## Actions à mener
- a) Reproduisez à l'identique le passage du texte sur Tours et la gastronomie qui commence par « Les quatre cités » et se poursuit jusqu'à « des sciences sociales. ».
- b) Dans les enregistrements, remplacez « Our team » par « My group » sur les lignes allant de celle qui contient « Our team needs the bounding box of the wooden star » jusqu'à celle qui contient « [465,668,726,914] », sans rien modifier d'autre. Donnez uniquement ces lignes.

## Texte fourni
####

C’est à Tours que tout a commencé et, c’est un juste retour des choses que la ville ait été sélectionnée en 2013 pour faire partie du réseau des Cités internationales de la gastronomie. C’est de la capitale de la Touraine que tout est parti parce-que l’Institut européen d’histoire et des cultures de l’alimentation (IEHCA) créé par le ministère de l’enseignement supérieur et de la recherche en 2002, non seulement y a son siège, mais est à l’initiative de l’inscription du repas gastronomique des Français au patrimoine culturel immatériel de l’humanité par l’Unesco en 2010.

Un réseau de 400 chercheurs en Europe L’Institut fédère un réseau de près de 400 chercheurs en Europe qui, à travers diverses disciplines - histoire, géographie, sociologie, philosophie, ethnologie… - s’intéressent à l’alimentation sous un angle culturel. « Quand en 2006 la France a ratifié la charte de l’Unesco sur le patrimoine culturel immatériel de l’humanité et que j’ai lu ce texte presque par hasard, j’ai eu le sentiment qu’il avait été écrit pour la cuisine et je me suis dit, pourquoi ne pas déposer un dossier qui ait trait au patrimoine culinaire et gastronomique », se souvient François Chevrier, directeur de l’IEHCA. La suite on la connaît, le dossier sera instruit par la Mission française du patrimoine et des cultures alimentaires jusqu’à son aboutissement.

Les quatre cités retenues sont chacune dédiées à une thématique principale : nutrition et santé à Lyon, vin et œnologie à Dijon, approvisionnement des centres urbains à Paris-Rungis. Pour Tours, ce sera la recherche et la formation du point de vue des sciences sociales.

Des formations universitaires Il faut dire que la ville possède déjà une expertise en la matière. L’IEHCA qui dépend de l’Université François Rabelais a mis en place un Pôle alimentation dispensant des formations diplômantes (DUT, Licences, Masters) et, elle organise chaque année une université européenne d’été dédiée à la thématique. Le 21 janvier dernier, Serge Babary, le maire de la ville, a annoncé la mise à disposition d’un ancien bâtiment universitaire, La villa, située boulevard Berranger en cœur de ville. En cours de rénovation, il pourra dès le mois de mai accueillir quelques événements mais surtout, à la rentrée 2016, il sera opérationnel pour abriter les structures de formation liées à l’alimentation, qu’elles soient universitaires ou pas. En effet, il ne s’agira pas seulement de former des chercheurs, mais aussi de développer des formations ayant des applications plus directes. « Par exemple, nous réfléchissons avec l’IUT de Tours qui propose un DUT de journalisme et de communication, à la création d’une option de critique gastronomique », poursuit Francis Chevrier.

####

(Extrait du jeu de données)
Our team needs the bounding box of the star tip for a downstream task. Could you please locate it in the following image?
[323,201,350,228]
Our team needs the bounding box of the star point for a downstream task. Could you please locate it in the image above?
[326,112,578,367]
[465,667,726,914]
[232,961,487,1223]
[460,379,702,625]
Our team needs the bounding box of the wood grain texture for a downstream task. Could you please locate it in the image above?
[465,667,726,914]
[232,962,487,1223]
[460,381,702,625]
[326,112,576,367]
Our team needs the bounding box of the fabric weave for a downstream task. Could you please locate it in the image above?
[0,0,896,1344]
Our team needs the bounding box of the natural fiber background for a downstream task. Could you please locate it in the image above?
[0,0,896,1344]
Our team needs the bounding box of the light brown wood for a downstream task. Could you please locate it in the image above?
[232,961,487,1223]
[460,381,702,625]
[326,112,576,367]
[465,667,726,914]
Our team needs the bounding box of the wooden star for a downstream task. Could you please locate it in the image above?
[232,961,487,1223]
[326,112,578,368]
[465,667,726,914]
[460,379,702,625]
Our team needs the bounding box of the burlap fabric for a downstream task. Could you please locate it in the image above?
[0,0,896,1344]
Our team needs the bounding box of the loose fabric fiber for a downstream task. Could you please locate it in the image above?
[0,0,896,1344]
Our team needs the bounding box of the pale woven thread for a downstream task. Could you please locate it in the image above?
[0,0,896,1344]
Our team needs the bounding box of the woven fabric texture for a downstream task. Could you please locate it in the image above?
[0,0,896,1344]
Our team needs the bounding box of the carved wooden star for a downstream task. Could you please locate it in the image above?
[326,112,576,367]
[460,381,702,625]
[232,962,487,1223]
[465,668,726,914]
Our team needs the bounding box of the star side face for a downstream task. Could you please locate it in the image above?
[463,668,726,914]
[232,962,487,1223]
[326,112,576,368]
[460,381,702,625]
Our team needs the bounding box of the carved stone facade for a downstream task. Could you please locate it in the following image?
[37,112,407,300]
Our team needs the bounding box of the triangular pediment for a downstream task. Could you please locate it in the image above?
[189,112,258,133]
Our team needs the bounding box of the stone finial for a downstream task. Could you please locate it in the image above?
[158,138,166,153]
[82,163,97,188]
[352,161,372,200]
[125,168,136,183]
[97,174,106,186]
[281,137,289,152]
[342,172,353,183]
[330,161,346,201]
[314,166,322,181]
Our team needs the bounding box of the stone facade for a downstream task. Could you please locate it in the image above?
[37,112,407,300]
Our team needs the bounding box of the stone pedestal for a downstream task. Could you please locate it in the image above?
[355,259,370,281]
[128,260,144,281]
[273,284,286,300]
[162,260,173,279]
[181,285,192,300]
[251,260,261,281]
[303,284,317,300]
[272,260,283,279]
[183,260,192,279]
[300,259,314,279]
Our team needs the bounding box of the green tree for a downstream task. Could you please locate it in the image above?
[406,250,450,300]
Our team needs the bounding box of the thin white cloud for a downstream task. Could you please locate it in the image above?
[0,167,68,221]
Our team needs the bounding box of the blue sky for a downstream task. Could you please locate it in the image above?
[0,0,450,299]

####

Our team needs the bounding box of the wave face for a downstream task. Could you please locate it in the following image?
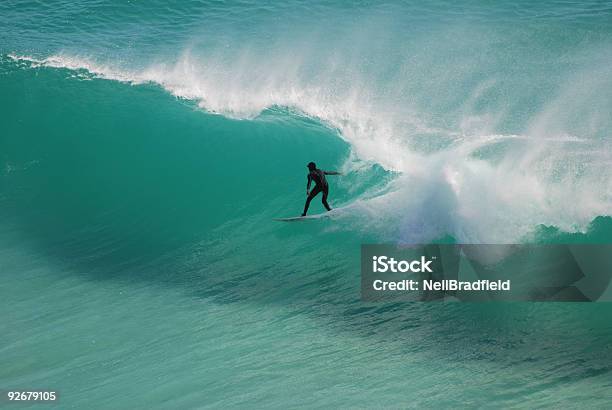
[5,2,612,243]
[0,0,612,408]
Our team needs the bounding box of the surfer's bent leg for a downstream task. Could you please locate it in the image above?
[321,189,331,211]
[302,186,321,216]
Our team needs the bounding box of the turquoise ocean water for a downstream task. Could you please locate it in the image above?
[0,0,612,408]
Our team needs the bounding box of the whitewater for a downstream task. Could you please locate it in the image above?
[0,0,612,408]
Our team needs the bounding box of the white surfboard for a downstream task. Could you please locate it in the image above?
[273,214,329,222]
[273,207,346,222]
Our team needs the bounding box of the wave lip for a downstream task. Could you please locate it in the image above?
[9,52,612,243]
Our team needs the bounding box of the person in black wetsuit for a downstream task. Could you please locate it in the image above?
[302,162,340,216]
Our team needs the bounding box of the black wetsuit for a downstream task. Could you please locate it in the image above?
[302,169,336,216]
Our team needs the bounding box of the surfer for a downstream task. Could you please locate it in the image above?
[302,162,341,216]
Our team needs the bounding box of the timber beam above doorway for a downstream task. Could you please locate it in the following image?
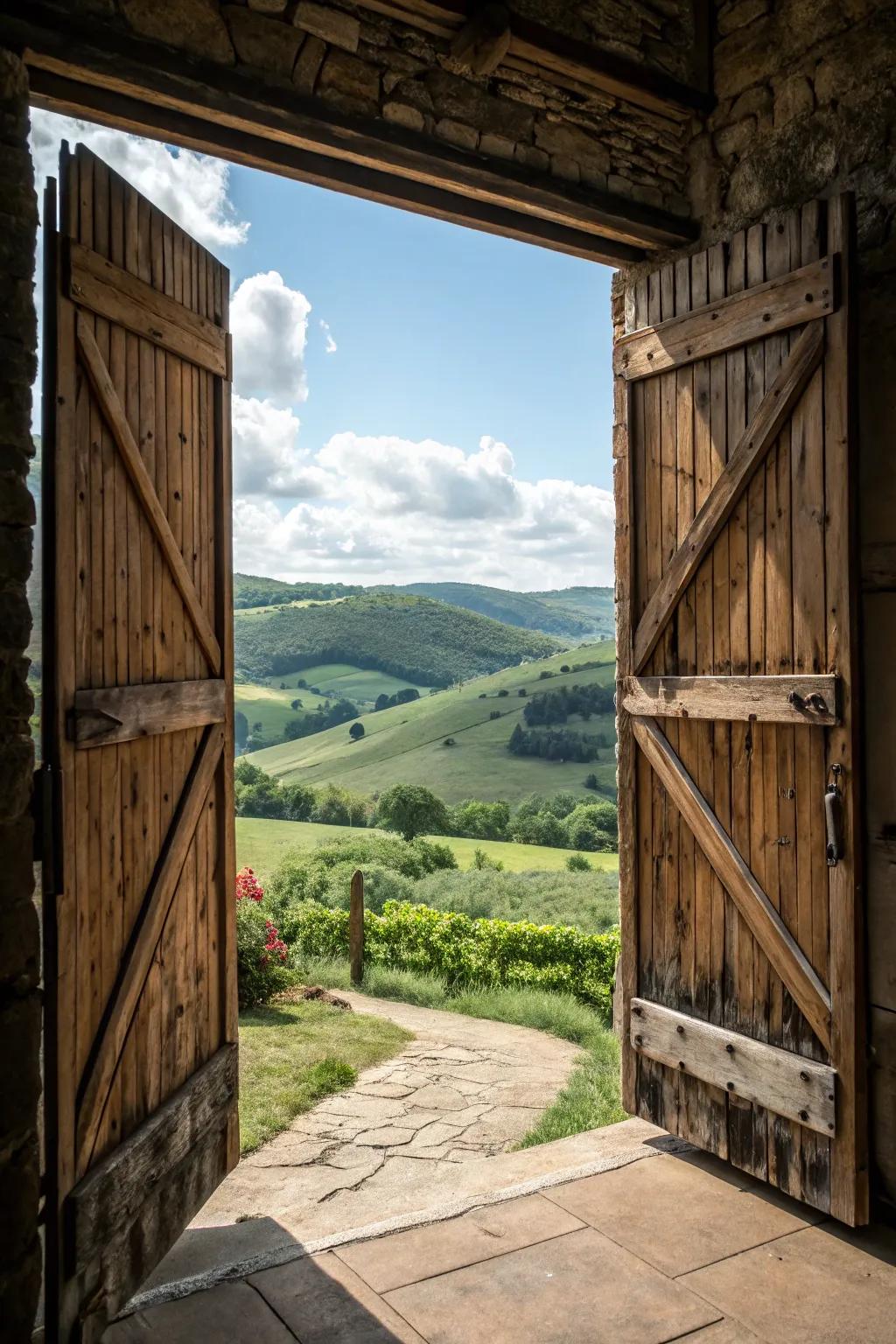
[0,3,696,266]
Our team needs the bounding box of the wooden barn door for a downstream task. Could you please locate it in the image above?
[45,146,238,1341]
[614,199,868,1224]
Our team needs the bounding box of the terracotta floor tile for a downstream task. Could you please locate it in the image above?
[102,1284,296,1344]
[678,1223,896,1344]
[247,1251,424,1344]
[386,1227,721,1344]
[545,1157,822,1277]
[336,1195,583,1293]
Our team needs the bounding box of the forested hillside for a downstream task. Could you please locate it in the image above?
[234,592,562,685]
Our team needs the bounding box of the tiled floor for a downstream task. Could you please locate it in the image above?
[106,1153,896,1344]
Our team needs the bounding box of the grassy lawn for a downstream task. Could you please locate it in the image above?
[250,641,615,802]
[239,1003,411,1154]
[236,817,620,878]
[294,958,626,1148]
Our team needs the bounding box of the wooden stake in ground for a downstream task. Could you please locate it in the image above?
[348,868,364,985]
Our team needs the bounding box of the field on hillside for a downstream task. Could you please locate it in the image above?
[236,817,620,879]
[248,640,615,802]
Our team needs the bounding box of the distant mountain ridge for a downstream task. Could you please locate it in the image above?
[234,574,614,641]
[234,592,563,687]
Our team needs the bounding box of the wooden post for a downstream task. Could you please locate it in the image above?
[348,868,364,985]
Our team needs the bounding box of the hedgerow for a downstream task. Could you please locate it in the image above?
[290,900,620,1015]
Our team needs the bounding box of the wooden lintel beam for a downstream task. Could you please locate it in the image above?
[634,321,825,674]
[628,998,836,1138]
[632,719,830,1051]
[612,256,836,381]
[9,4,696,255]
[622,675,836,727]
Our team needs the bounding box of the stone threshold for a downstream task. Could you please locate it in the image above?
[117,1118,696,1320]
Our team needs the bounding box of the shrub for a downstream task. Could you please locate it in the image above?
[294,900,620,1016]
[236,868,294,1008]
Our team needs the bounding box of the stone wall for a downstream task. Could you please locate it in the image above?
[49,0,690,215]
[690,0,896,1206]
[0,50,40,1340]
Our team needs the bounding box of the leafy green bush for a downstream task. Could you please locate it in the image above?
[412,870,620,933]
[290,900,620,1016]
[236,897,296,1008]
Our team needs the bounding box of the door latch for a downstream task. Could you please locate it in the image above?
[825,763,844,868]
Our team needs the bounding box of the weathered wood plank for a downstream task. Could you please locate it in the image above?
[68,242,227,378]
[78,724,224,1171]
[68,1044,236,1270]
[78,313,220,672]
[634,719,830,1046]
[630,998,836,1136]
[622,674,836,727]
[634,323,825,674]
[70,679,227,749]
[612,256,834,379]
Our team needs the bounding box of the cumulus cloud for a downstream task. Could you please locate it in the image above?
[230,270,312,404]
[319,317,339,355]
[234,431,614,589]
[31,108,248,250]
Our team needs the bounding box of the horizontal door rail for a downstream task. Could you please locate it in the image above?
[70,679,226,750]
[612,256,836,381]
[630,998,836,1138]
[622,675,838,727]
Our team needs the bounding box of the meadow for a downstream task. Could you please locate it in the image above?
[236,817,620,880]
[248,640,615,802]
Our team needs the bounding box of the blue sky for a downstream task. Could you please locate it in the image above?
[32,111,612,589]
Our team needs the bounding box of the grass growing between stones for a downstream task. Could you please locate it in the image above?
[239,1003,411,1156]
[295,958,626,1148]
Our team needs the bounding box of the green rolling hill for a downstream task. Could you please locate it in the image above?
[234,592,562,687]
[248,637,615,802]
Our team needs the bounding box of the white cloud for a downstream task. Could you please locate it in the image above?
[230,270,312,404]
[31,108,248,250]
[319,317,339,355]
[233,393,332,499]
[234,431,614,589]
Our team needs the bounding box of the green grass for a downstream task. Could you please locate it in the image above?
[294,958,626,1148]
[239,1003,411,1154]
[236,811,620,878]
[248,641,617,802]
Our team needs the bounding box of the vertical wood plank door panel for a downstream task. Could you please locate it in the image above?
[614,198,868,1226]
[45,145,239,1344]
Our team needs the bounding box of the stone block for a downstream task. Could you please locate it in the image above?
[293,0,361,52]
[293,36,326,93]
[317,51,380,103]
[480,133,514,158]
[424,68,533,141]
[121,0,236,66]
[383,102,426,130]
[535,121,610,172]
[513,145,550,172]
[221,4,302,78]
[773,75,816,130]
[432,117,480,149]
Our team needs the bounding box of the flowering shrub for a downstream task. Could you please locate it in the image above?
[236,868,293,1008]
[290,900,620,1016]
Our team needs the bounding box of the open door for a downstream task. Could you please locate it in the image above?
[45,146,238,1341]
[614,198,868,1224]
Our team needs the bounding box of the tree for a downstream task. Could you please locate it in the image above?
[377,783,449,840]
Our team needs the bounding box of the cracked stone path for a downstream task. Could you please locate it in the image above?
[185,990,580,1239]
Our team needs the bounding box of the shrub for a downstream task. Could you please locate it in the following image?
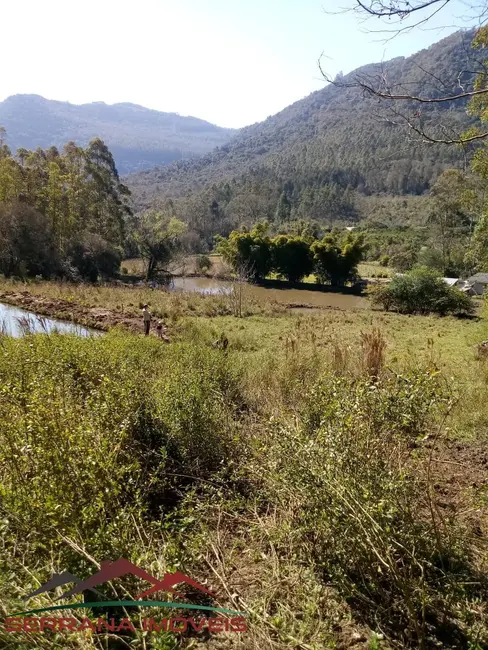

####

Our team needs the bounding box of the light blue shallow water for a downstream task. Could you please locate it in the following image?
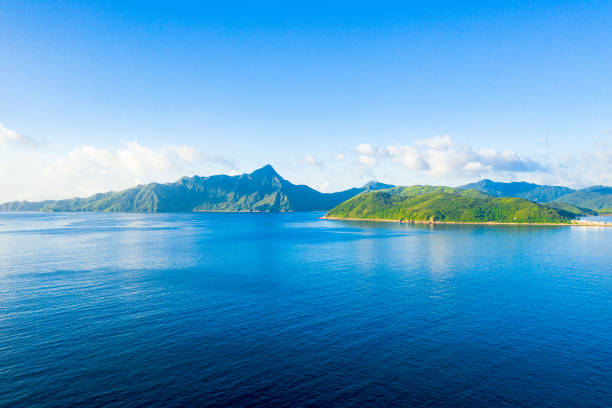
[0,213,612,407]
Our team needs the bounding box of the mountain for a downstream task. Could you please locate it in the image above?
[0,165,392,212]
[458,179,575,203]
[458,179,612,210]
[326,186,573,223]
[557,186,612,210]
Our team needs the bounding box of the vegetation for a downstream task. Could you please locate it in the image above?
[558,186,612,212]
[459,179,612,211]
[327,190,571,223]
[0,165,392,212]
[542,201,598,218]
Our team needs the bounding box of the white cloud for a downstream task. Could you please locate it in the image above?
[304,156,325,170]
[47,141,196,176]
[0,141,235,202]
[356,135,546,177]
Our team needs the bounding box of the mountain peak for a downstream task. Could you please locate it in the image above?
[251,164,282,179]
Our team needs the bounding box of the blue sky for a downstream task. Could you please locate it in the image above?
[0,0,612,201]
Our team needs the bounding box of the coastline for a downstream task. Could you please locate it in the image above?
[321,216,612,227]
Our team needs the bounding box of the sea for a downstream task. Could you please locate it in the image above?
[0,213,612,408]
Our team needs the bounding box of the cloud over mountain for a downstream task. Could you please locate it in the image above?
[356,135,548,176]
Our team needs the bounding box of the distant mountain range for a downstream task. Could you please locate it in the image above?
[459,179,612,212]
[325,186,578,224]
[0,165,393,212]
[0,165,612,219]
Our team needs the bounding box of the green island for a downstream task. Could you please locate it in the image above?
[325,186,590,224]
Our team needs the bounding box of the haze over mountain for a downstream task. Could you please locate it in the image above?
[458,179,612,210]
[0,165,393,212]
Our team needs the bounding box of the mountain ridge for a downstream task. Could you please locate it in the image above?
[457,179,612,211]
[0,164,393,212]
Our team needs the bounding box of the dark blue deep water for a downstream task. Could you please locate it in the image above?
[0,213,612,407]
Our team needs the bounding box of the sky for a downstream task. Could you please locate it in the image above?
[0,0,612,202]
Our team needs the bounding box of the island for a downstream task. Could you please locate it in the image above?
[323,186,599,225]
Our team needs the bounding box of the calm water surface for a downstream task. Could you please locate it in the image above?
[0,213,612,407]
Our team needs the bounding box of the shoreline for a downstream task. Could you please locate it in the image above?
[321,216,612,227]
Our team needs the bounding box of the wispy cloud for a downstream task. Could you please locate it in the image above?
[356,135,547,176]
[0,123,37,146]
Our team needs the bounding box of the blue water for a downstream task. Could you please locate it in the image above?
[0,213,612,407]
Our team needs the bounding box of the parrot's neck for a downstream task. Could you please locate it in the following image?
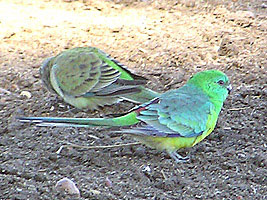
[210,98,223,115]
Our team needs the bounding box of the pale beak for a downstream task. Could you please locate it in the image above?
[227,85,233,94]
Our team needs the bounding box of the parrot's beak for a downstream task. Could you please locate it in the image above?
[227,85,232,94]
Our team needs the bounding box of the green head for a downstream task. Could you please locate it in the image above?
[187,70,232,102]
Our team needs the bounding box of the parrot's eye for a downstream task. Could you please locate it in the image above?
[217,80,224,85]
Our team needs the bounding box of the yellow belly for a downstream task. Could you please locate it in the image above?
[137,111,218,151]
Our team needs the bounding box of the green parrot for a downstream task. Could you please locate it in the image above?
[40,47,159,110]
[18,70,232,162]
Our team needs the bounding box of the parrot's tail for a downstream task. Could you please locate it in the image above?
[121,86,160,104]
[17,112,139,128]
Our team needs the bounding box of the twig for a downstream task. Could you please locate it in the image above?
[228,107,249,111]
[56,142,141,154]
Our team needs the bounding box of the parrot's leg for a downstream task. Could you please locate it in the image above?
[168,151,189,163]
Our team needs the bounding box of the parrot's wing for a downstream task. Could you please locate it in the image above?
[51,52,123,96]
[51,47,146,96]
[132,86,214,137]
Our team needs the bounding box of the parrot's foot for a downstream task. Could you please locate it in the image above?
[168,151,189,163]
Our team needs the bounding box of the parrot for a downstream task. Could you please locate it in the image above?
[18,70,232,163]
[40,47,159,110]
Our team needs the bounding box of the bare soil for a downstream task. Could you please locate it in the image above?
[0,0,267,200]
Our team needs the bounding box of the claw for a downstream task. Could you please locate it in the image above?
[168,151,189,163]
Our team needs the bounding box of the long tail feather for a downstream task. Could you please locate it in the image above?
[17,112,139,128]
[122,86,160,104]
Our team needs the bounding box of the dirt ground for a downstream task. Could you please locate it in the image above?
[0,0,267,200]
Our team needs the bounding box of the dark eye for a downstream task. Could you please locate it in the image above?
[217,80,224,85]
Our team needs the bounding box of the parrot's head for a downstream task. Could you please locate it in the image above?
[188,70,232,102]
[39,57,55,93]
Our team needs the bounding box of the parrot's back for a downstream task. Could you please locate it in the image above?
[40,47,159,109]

####

## Liste des solutions
- a)
Les quatre cités retenues sont chacune dédiées à une thématique principale : nutrition et santé à Lyon, vin et œnologie à Dijon, approvisionnement des centres urbains à Paris-Rungis. Pour Tours, ce sera la recherche et la formation du point de vue des sciences sociales.

- b)
My group needs the bounding box of the wooden star for a downstream task. Could you please locate it in the image above?
[232,961,487,1223]
[326,112,578,368]
[465,667,726,914]
[460,379,702,625]
My group needs the bounding box of the burlap fabric for a downstream task. Could you please locate it in the image above?
[0,0,896,1344]
My group needs the bounding box of the loose fabric fiber for a downstream task. Could you please locate it in the image above?
[0,0,896,1344]
My group needs the bounding box of the pale woven thread for a downstream task. Could you please locate it in the image above?
[0,0,896,1344]
My group needs the bounding box of the woven fabric texture for a downstream task. Could you please locate it in the image above?
[0,0,896,1344]
My group needs the bounding box of the carved wooden star for a downstream task. Could you please locate it in the image above?
[326,112,576,367]
[460,381,702,625]
[232,962,487,1223]
[465,668,726,914]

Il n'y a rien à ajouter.